* **ACTIVITY**: Return the article about Ohio State hiring Chris Holtmann word for word, from "Yet a sense" to "choice all along.".
──────── PASSAGE PROVIDED
COLUMBUS, Ohio — As Gene Smith will have you believe, in hiring Chris Holtmann, Ohio State got its man.
And make no mistake, the former Butler coach fits the profile of the No. 1 choice Smith insists he was when the Buckeyes athletic director set out to replace Thad Matta a week ago.
At 45 years old, Holtmann is young enough to freshen up the Ohio State men’s basketball program and has an impressive track record at both Gardner-Webb and Butler. His Midwest ties only make him more attractive, as does his recruiting resumé.
Yet a sense of uncertainty seemed to accompany what was ultimately a four-day coaching search. The end result made sense. Smith’s process in arriving there, however, didn’t seem to add up.
Between Tuesday night and Thursday morning, Fred Hoiberg’s name was rumored, Chris Jent reportedly interviewed and Greg McDermott was allegedly offered the job. Even NBA assistant Mike Brown had been linked to the Buckeyes’ opening before Holtmann’s name was first publicly associated with it late Thursday night.
Simply put, for the better part of last week, Ohio State didn’t appear to have a plan to replace its all-time winningest coach.
After officially introducing Holtmann on Monday morning, Smith attempted to clear the air. The Ohio State AD wouldn’t publicly confirm nor deny any other candidates he spoke to. He was, however, insistent, Holtmann was his first choice all along.
“My No. 1 candidate emerged. It was clear. He was my top target,” Smith said, pointing at Holtmann.
According to Smith, the Buckeyes didn’t reach out to Holtmann — or any other candidate — until after the press conference announcing Matta’s departure last Monday. Smith said Ohio State made its first offer — a seven-year deal — to Holtmann on Tuesday.
“He had trepidation,” Smith explained.
Hoping to make a quick hire, the Buckeyes began looking elsewhere. That’s likely where the other names that popped up throughout last week came into play.
────────────────
──────── GIVEN INFORMATION
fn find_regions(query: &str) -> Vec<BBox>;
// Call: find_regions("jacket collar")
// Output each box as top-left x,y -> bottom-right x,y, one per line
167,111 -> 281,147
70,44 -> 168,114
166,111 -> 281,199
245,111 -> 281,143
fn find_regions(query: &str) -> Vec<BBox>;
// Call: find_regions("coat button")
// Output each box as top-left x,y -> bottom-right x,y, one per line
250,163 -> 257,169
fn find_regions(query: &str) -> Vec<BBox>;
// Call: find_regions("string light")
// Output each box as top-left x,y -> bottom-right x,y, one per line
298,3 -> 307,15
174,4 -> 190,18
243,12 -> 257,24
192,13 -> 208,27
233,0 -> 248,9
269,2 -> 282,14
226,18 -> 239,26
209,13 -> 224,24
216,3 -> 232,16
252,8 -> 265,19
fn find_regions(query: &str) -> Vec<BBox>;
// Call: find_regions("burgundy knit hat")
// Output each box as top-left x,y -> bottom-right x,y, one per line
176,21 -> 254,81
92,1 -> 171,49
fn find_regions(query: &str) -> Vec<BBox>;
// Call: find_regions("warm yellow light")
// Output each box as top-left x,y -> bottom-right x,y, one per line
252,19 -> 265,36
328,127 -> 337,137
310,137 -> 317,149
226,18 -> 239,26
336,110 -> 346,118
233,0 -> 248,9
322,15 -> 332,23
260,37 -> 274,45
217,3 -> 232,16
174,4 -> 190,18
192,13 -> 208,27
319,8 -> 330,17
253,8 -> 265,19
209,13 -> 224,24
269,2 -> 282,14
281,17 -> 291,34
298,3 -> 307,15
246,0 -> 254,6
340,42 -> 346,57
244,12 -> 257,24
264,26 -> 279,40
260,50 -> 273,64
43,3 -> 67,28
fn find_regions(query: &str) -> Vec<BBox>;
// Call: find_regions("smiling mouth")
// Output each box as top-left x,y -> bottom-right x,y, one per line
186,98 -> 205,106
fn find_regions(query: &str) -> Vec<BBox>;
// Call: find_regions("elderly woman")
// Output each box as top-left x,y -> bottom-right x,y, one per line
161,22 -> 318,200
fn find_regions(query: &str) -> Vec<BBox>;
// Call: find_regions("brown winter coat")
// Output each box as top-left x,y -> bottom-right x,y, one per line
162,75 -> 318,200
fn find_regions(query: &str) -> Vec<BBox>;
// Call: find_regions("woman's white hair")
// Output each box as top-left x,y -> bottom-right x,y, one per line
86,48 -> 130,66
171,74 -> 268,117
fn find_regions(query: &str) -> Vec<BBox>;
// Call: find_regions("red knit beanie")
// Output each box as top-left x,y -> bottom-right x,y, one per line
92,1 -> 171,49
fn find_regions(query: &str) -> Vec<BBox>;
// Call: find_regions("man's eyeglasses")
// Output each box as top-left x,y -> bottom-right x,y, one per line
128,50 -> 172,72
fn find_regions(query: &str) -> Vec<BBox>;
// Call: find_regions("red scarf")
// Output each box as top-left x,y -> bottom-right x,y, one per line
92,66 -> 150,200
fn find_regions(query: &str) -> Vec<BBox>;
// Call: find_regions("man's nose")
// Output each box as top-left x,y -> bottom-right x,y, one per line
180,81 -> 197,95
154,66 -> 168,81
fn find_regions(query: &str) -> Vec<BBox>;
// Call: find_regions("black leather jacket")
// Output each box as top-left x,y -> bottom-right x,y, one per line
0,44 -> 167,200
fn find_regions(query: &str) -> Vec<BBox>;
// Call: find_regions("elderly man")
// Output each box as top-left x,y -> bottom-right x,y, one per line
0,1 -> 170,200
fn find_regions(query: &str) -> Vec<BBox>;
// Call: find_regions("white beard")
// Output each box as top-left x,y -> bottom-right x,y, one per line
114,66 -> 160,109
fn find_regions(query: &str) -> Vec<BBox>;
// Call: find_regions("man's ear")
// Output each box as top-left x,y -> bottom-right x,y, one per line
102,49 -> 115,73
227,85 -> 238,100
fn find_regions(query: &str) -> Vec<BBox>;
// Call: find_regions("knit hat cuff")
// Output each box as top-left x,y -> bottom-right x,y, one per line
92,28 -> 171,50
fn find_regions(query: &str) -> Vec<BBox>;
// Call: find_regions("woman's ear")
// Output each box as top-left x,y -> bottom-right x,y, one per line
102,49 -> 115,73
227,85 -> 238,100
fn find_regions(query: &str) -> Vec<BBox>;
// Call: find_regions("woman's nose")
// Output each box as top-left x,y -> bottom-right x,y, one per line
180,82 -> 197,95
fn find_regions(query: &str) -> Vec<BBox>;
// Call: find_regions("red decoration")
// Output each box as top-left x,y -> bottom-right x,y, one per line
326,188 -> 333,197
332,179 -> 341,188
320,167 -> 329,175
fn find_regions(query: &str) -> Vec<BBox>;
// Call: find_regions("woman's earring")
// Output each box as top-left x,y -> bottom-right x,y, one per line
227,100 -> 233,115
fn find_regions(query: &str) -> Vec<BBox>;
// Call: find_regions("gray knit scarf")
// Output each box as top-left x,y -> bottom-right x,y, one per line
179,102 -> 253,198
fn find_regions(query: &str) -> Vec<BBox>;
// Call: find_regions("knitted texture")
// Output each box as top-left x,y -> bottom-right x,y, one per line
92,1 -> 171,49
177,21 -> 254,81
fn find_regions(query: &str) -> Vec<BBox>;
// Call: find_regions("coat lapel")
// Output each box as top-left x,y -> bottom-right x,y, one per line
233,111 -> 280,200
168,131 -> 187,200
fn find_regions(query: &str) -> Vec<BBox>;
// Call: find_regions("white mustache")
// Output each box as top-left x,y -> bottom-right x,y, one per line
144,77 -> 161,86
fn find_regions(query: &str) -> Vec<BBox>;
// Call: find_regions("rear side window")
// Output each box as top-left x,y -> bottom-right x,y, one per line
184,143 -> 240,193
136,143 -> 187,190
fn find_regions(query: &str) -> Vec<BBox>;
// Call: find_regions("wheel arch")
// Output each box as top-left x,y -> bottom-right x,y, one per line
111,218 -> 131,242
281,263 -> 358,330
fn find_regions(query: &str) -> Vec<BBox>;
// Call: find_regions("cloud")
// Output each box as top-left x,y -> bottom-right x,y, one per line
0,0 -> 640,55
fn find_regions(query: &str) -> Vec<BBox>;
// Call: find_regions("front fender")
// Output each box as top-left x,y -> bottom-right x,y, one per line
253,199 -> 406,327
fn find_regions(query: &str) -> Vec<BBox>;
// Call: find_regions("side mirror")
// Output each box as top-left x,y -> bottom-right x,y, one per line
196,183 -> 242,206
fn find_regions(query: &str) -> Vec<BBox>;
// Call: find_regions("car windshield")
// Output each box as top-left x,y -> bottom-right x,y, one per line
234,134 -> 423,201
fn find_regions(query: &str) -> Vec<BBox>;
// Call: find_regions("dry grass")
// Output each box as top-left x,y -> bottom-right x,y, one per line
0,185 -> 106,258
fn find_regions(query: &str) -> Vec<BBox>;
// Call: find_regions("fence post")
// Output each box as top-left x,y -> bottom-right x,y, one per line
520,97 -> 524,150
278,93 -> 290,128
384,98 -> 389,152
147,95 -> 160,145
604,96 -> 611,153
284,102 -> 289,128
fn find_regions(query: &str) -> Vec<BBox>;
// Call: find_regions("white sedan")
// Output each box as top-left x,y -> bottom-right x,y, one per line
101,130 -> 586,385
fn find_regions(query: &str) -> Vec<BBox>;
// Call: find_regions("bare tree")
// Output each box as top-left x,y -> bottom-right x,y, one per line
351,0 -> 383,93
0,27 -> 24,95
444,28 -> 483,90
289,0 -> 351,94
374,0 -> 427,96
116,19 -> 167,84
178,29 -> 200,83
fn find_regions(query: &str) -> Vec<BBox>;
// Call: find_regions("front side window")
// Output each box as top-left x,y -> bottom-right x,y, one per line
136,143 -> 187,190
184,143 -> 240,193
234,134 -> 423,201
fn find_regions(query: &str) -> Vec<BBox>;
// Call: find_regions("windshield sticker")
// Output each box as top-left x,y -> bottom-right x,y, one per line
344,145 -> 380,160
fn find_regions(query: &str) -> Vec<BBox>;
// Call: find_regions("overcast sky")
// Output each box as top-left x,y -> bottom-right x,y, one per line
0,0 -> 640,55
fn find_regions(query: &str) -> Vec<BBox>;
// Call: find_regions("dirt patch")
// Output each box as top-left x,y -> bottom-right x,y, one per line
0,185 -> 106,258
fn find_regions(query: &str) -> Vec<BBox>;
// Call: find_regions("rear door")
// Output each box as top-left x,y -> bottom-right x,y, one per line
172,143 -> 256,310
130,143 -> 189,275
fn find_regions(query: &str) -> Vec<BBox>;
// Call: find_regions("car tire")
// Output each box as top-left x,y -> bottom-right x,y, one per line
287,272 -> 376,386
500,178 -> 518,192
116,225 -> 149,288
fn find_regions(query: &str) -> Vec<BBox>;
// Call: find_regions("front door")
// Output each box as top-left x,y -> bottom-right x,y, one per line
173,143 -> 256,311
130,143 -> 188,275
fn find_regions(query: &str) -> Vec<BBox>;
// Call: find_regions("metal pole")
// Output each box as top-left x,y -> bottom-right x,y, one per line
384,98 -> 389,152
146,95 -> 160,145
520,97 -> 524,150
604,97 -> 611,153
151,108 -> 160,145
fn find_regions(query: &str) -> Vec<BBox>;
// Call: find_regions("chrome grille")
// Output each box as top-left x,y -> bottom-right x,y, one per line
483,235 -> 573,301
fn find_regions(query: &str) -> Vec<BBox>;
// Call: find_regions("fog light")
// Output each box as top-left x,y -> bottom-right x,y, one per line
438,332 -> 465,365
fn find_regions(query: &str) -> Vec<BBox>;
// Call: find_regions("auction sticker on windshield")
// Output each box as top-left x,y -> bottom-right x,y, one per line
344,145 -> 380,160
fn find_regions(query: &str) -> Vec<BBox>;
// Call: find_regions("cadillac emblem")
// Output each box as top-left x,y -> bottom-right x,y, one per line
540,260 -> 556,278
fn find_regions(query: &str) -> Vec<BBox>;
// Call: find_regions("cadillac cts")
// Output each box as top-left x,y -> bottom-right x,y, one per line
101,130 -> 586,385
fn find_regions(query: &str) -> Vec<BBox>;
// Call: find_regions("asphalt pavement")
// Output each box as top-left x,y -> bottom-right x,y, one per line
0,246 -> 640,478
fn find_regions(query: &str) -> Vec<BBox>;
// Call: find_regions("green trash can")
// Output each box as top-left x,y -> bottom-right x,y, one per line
────────────────
* **EXPECTED ANSWER**:
Yet a sense of uncertainty seemed to accompany what was ultimately a four-day coaching search. The end result made sense. Smith’s process in arriving there, however, didn’t seem to add up.
Between Tuesday night and Thursday morning, Fred Hoiberg’s name was rumored, Chris Jent reportedly interviewed and Greg McDermott was allegedly offered the job. Even NBA assistant Mike Brown had been linked to the Buckeyes’ opening before Holtmann’s name was first publicly associated with it late Thursday night.
Simply put, for the better part of last week, Ohio State didn’t appear to have a plan to replace its all-time winningest coach.
After officially introducing Holtmann on Monday morning, Smith attempted to clear the air. The Ohio State AD wouldn’t publicly confirm nor deny any other candidates he spoke to. He was, however, insistent, Holtmann was his first choice all along.